CHALLENGE:
Output the data word for word, dropping every image.
======== SUPPLIED DATA
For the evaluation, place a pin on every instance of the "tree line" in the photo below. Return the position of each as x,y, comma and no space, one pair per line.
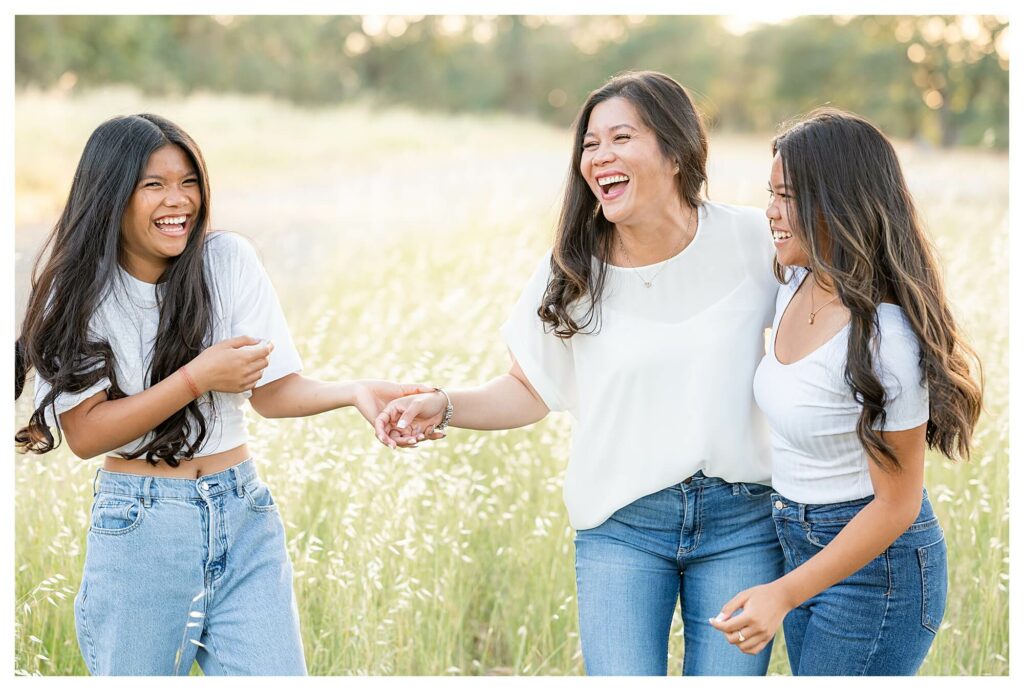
936,79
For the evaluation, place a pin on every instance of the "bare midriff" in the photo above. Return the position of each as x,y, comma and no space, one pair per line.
193,468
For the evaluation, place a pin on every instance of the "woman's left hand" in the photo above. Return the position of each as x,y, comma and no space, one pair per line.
764,607
371,395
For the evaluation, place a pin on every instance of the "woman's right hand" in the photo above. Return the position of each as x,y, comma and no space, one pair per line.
406,421
231,365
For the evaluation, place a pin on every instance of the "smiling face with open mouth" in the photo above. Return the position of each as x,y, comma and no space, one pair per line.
624,165
161,213
782,219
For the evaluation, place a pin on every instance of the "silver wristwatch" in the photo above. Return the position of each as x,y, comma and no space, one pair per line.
449,412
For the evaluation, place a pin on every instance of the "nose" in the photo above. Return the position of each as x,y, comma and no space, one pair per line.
175,197
602,156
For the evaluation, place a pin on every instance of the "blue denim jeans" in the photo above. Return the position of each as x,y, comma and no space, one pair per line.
698,543
179,570
882,619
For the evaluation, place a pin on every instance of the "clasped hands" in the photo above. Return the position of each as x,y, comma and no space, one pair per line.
402,415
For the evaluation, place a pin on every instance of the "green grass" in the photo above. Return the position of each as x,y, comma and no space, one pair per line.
457,557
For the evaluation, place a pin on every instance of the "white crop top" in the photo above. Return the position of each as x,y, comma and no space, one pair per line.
244,304
664,389
817,457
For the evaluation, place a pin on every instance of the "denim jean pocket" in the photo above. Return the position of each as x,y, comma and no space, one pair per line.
934,581
259,498
753,489
116,515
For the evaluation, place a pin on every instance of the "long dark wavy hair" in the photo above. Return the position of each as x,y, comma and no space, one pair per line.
860,228
84,249
583,231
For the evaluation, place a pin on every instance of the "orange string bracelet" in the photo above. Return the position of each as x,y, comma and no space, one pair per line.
189,381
================
EXERCISE RESPONSE:
For the evaluation, place a pin on every instance of the "tree line" in the photo below. Return the position of each as x,y, comma and no space, one pair per line.
936,79
For the evaluation, place a pin on every instance of the "bare midriff" in the photo above. Return the position of each as x,y, comma and no space, one pair per line.
193,468
For the evaluation, place a pin on every instance of the "woman's left hand" in the photo above. Return the position of each as x,y, comma and no space, one pair per line.
764,607
371,395
For the evaluation, place a pin on every instance of the "woman's right hand" in the photo above. Return the position of each as x,y, comma and no space, one pair per line.
406,421
231,365
For the evaluation, place a pin on every instance of the "smiling face with open mouth" in the photo above. Return the position of each as x,y, comma and no space, one pair per line.
624,165
161,213
782,219
For the evaluation, place a pin on every instance of the "silver wristwatch" in the photo above. Return the position of each as x,y, comma and no space, one pair per line.
449,412
For the evaluation, place a pin on every instance of the "nose" in the photo above. Return the position of each as x,y, comma and no space, one pair per line.
175,197
602,156
For the evaluation, place a pin on every instance of the "blue denim jeans" in the photo above. Return the position of each as x,y, comma and no space, one pair per line.
698,543
179,570
882,619
For the evaluation, place a pin on every instance of the "clasped hands" in the photo above. Return the position of each as x,y, comma and no space, one pair per line.
402,415
For the evaluation, place a pin on every instance of the "green grass" in the photo above. Return the position of each as x,y, comma and no space, one pair per line.
457,557
For the evaluation, place a pin on every instance of the "white crop top" in the photo above. Return the position of each as x,y, comma and no space, one pair per line.
244,304
664,389
817,457
For the evaluation, place a pin on every instance of the "denim jean pocket" in the photo above. Return the position of each as x,y, comma and no space, one pair per line.
934,581
259,498
753,489
116,515
For the evaluation, place a pin on every instance of the "long dark wavy hair" in the photo above. Return the position of each as x,y, comma and no space, one pair per line.
860,228
84,249
583,231
For the evaluation, place a pin on every instance of the "orange string bracelet" in the photo above. Return the position of each as x,y, comma and no space, one pair per line.
189,381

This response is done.